Che cosa si dice in Russia del prossimo incontro fra Putin e Trump

L’approfondimento di Luigi De Biase, già al Foglio, ora al Tg5, esperto di Russia ed Europa dell’est, autore della newsletter settimanale Volga Così Donald Trump vedrà Vladimir Putin il 16 di luglio a Helsinki, la città in cui gli agenti sovietici sbrigavano le pratiche ai tempi della Guerra Fredda. I particolari sostiene di averli stabiliti…

Così Donald Trump vedrà Vladimir Putin il 16 di luglio a Helsinki, la città in cui gli agenti sovietici sbrigavano le pratiche ai tempi della Guerra Fredda. I particolari sostiene di averli stabiliti l’ambasciatore americano Bolton, che ha discusso a Mosca in un solo pomeriggio con il ministro degli Esteri russo, Lavrov, con quello della Difesa, Shoigu, con il consigliere di Putin, Ushakov, e quindi con il grande capo. Alla Casa Bianca dicono che Trump e Putin in Finlandia discuteranno temi di sicurezza nazionale, il che è generico, ma di questi tempi significa sostanzialmente lotta al terrorismo e cybercrimini, comprese le interferenze nelle ultime elezioni americane.

-- -- --

## COSA SI CHIEDE
**A.** Riscrivi in forma più breve il paragrafo dell'articolo sull'incontro fra Putin e Trump che comincia con «Così Donald Trump vedrà», conservandone i fatti principali.
**B.** Prosegui l'articolo sull'incontro fra Putin e Trump, scrivendo il seguito dopo la sua ultima frase.

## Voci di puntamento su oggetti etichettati
-- -- --

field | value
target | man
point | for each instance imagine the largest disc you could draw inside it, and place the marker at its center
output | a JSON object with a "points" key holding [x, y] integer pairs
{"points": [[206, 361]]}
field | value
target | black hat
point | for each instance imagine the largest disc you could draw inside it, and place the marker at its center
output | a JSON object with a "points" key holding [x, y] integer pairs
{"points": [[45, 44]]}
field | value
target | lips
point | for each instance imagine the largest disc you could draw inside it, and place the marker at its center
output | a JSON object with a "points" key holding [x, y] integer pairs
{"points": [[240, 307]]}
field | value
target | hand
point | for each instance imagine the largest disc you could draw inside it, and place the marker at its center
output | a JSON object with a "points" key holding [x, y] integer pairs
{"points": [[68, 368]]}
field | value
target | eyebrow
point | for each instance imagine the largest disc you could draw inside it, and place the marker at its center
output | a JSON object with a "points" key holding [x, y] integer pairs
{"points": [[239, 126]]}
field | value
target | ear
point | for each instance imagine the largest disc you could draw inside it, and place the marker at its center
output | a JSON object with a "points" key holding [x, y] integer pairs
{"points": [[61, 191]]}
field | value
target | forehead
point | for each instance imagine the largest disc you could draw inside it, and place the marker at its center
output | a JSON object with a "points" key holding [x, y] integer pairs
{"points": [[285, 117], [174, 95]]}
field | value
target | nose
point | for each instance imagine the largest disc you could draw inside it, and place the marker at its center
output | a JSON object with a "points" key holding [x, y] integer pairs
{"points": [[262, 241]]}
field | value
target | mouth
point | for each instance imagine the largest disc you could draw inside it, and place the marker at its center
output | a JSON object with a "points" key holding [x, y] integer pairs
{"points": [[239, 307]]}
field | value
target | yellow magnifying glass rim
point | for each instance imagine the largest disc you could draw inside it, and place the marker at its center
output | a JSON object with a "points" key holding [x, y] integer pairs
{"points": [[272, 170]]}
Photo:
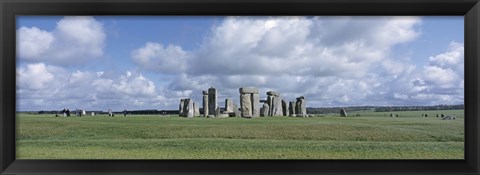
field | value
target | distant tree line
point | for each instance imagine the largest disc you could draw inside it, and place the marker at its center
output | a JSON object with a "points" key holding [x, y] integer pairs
{"points": [[327, 110], [322, 110], [132, 112], [418, 108]]}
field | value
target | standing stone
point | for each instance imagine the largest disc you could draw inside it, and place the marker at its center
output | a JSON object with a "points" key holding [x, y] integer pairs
{"points": [[264, 110], [189, 109], [255, 105], [274, 101], [246, 105], [181, 107], [278, 111], [285, 108], [249, 102], [248, 90], [237, 111], [212, 101], [228, 105], [343, 113], [301, 107], [291, 108], [270, 104], [205, 103], [196, 109]]}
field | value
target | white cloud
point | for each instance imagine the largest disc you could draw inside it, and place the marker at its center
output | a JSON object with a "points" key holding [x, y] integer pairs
{"points": [[74, 40], [47, 87], [331, 61], [33, 42], [35, 76], [156, 57]]}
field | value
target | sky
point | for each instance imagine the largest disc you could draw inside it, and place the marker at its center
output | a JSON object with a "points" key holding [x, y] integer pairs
{"points": [[151, 62]]}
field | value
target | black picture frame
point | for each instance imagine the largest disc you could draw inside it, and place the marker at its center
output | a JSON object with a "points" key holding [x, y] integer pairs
{"points": [[470, 9]]}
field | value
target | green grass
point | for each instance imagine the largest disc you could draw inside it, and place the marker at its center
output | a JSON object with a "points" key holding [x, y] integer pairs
{"points": [[374, 135]]}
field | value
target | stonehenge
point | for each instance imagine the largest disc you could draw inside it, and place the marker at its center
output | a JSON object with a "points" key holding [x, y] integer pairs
{"points": [[300, 107], [249, 102], [205, 104], [343, 113], [250, 106], [274, 102], [285, 108], [188, 108], [264, 110], [212, 101], [291, 107]]}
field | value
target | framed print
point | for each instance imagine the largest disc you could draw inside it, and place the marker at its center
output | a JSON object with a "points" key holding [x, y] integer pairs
{"points": [[239, 87]]}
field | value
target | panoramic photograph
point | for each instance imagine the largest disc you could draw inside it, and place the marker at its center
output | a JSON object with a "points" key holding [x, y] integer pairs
{"points": [[240, 87]]}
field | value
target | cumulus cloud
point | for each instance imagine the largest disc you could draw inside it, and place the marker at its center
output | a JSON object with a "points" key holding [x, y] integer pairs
{"points": [[74, 40], [331, 60], [48, 87], [156, 57]]}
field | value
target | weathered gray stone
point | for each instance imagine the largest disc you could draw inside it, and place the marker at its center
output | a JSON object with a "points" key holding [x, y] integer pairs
{"points": [[248, 90], [236, 111], [291, 107], [301, 108], [277, 106], [217, 111], [189, 108], [285, 108], [270, 104], [343, 113], [264, 110], [212, 101], [255, 105], [196, 109], [205, 104], [246, 105], [229, 105], [273, 93], [181, 107]]}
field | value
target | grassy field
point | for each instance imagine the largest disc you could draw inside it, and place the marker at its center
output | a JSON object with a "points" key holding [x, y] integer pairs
{"points": [[373, 135]]}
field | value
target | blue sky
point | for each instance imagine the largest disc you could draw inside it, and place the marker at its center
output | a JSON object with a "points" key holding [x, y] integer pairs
{"points": [[150, 62]]}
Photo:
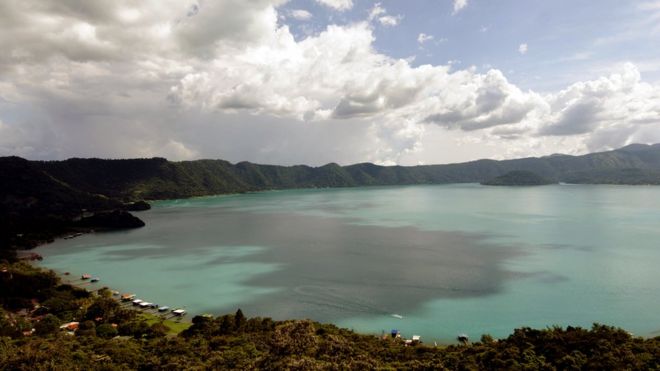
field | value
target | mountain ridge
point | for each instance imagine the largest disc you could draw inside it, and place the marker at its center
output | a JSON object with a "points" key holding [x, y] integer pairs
{"points": [[43, 199]]}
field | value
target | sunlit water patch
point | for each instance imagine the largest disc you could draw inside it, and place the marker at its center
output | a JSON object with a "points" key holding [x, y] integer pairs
{"points": [[429, 260]]}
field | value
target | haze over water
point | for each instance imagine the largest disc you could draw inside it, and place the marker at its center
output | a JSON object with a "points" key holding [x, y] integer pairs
{"points": [[449, 259]]}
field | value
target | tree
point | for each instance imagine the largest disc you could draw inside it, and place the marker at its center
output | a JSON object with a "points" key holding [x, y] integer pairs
{"points": [[239, 319], [106, 331], [86, 328], [47, 325]]}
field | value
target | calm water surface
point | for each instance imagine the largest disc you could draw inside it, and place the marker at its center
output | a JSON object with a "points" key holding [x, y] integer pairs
{"points": [[448, 259]]}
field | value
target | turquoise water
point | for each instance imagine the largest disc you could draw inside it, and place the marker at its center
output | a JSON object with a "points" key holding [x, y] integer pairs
{"points": [[447, 259]]}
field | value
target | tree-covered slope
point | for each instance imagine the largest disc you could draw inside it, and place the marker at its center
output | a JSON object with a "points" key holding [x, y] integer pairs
{"points": [[519, 178], [158, 178]]}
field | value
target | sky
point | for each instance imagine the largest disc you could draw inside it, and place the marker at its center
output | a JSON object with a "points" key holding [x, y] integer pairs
{"points": [[316, 81]]}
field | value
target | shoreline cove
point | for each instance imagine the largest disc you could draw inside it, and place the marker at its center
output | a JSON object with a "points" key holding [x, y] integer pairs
{"points": [[258, 278]]}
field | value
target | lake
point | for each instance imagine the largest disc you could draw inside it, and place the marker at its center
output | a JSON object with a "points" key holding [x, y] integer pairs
{"points": [[448, 259]]}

-- -- --

## LE RISPOSTE
**A.** Trump e Putin si incontreranno il 16 luglio a Helsinki, la città dove gli agenti sovietici sbrigavano le pratiche durante la Guerra Fredda. L'ambasciatore americano Bolton afferma di aver stabilito i dettagli a Mosca in un solo pomeriggio. In quel pomeriggio ha parlato con Lavrov, Shoigu, Ushakov e infine con Putin. Secondo la Casa Bianca, i due discuteranno di sicurezza nazionale, che oggi significa soprattutto lotta al terrorismo e ai cybercrimini, comprese le interferenze nelle ultime elezioni americane.

**B.**
Al Cremlino intendono trattare un paio di temi molto vicini agli interessi russi: prima di tutto disarmo, Siria e Ucraina, poi la situazione in Corea del Nord. Sia come sia, Putin ha usato l’incontro con Bolton anche per mandare un paio di messaggi interessanti negli Stati Uniti. A Trump, ai suoi e non solo. “Mi spiace constatare che i nostri rapporti non sono al punto migliore”, ha detto il presidente russo, secondo il quale lo stato delle cose dipende “dallo scontro politico che si svolge negli Stati Uniti”.

Anche per questa ragione Putin ha osservato sinora con estrema diffidenza le aperture di Trump nei confronti della Russia: nessun commento ufficiale dopo le dichiarazioni nel corso del G7 in Canada, nessuna fretta di affrontare nuovamente un faccia a faccia dopo quelli dello scorso anno ad Amburgo e Da Nang. Pazienza strategica contro il carattere mutevole di Trump.

Ma il capo del Cremlino ha davvero fretta di vedere Trump? Leggendo la stampa russa si ha l’impressione che abbia fatto quanto in suo potere per evitare l’incontro, stando ben attento a non urtare l’infinito ego del suo interlocutore. Per il presidente finlandese, Niinisto, in questa fase anche i piccoli passi possono aiutare a ridurre la tensione tra Russia e Stati Uniti.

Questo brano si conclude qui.